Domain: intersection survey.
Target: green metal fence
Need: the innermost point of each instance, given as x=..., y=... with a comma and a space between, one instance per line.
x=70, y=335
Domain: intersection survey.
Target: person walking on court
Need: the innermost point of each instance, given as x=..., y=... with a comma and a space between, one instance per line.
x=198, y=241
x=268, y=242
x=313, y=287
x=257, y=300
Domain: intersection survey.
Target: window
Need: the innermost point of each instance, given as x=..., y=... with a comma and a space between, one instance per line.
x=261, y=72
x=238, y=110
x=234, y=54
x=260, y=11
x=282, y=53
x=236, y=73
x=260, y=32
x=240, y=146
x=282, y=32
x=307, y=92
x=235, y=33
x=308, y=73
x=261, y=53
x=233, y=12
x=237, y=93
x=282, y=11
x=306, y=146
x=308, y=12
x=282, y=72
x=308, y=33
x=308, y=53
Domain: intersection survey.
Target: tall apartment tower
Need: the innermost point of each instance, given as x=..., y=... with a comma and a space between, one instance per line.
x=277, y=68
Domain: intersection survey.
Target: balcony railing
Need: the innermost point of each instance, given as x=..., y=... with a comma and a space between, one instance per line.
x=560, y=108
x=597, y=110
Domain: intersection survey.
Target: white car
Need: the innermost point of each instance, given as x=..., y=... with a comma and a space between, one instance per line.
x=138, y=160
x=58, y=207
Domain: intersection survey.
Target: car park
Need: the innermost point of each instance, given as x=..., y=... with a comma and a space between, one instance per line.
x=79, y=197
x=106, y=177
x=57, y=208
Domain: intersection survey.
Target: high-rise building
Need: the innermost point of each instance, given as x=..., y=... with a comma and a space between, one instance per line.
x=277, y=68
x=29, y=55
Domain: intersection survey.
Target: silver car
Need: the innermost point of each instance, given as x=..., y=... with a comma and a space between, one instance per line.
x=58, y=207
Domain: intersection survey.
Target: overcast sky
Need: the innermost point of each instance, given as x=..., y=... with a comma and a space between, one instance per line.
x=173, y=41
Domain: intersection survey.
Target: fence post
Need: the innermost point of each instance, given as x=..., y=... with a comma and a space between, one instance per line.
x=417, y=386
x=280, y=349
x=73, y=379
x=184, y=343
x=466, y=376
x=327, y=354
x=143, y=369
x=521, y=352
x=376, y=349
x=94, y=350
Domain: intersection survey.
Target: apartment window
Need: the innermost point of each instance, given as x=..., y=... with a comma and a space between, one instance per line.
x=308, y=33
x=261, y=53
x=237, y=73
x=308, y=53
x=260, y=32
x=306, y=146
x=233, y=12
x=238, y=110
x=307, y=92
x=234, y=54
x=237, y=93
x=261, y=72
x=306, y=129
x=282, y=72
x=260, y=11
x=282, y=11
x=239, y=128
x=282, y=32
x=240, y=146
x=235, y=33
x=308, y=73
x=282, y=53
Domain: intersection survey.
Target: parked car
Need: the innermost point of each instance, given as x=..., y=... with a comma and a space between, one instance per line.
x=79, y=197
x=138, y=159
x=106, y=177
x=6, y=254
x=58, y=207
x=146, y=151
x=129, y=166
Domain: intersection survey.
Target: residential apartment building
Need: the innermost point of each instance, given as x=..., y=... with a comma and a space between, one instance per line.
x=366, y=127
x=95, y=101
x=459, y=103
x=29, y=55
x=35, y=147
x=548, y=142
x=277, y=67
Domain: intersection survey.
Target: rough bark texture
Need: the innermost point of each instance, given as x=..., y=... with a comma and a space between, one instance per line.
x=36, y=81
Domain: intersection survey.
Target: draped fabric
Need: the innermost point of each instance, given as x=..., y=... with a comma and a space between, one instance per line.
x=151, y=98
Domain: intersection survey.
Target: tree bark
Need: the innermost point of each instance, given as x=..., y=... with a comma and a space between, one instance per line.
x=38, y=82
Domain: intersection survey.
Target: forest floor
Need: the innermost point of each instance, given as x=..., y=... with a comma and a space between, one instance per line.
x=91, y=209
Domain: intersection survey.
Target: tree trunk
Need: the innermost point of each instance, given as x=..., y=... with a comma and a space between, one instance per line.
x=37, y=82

════════

Do this. Copy all of the material above line for line, changing nothing.

Response to this exercise.
Domain: intersection survey.
Target: green metal fence
Need: the innermost point of each instance, given as x=..., y=... with a comma and a space between, one instance per line.
x=70, y=335
Domain: intersection survey.
Target: person walking on court
Need: the innermost point of each instance, given as x=..., y=... with a comma and a space between, one instance per line.
x=198, y=241
x=268, y=242
x=313, y=287
x=257, y=300
Domain: intersection survey.
Target: window
Need: the innermost point of each instance, given as x=..., y=... with a comma and a space between, one instance per line.
x=261, y=72
x=238, y=110
x=234, y=54
x=260, y=11
x=282, y=53
x=236, y=73
x=260, y=32
x=240, y=146
x=282, y=32
x=307, y=92
x=235, y=33
x=308, y=73
x=261, y=53
x=233, y=12
x=237, y=93
x=282, y=11
x=306, y=146
x=308, y=12
x=282, y=72
x=308, y=33
x=308, y=53
Domain: intersection survey.
Target: tall apartment tower
Need: the innermost point of each instance, given as x=..., y=... with a comma and a space between, one instance per line.
x=277, y=68
Domain: intersection survey.
Target: balcony railing
Need: the innermost point of each instance, given as x=..., y=... with a comma and a space between, one instance per line.
x=560, y=108
x=597, y=110
Domain: intersection survey.
Target: white car
Need: the innermost point of each instance, given as x=..., y=... with a comma and a space between, one instance per line.
x=138, y=160
x=58, y=207
Domain: intersection survey.
Target: car park
Need: the innermost point of each instance, given as x=..., y=... with a comma and a space between, one instance per line.
x=79, y=197
x=106, y=177
x=57, y=208
Domain: intersection survey.
Target: high-rise building
Need: the innermost point of each instance, given as x=..., y=... with a comma and a space between, one instance per line.
x=277, y=68
x=29, y=55
Domain: intersection survey.
Target: silver car
Need: the innermost point of each instance, given as x=..., y=... with a comma and a space between, one instance per line.
x=58, y=207
Domain: intersection survey.
Target: overcast sky
Need: the innermost point of each instance, given as x=..., y=... with a comma and a space between, one instance per line.
x=173, y=41
Domain: intersection survey.
Target: fence post
Need: the innermost point of each instance, given as x=..., y=... with a comma and a space between, one instance per line.
x=417, y=386
x=280, y=349
x=73, y=379
x=184, y=343
x=466, y=376
x=327, y=354
x=143, y=369
x=521, y=352
x=376, y=349
x=94, y=350
Domain: intersection survey.
Target: apartment window
Need: the innermost point of each instance, given as x=..., y=... with a comma and a space between, one instance per line.
x=308, y=33
x=261, y=53
x=237, y=73
x=308, y=53
x=260, y=32
x=306, y=146
x=233, y=12
x=238, y=110
x=307, y=92
x=234, y=54
x=237, y=93
x=261, y=72
x=306, y=129
x=282, y=72
x=260, y=11
x=282, y=11
x=239, y=128
x=282, y=32
x=240, y=146
x=235, y=33
x=308, y=73
x=282, y=53
Domain: intersection survey.
Target: parked car
Need: the innermost point of each instance, given as x=..., y=... with a comma and a space between, one instance per line.
x=79, y=197
x=138, y=159
x=106, y=177
x=6, y=254
x=58, y=207
x=146, y=151
x=129, y=166
Domain: intersection survey.
Target: residential apartment building
Need: the innermost point of each instance, given as x=..., y=... with a comma and a space between, one instance per line.
x=366, y=127
x=95, y=101
x=459, y=103
x=29, y=55
x=35, y=147
x=548, y=142
x=277, y=67
Domain: intersection survey.
Target: rough bark texture
Need: the innermost point of each instance, given as x=..., y=... with a comma and a space between, one instance per line.
x=36, y=81
Domain: intersection survey.
Target: draped fabric
Need: the innermost point of each instance, given as x=..., y=... with a comma and a space between, one instance per line.
x=151, y=98
Domain: intersection survey.
Target: tree bark
Need: the innermost point of each instance, given as x=..., y=... with a comma and a space between, one instance per line.
x=38, y=82
Domain: intersection survey.
Target: forest floor
Need: the innermost point of each instance, given as x=..., y=... with a comma and a space between, one instance per line.
x=91, y=209
Domain: intersection survey.
Target: tree trunk
Need: the innermost point of each instance, given as x=..., y=... with a comma and a space between, one instance per line.
x=37, y=82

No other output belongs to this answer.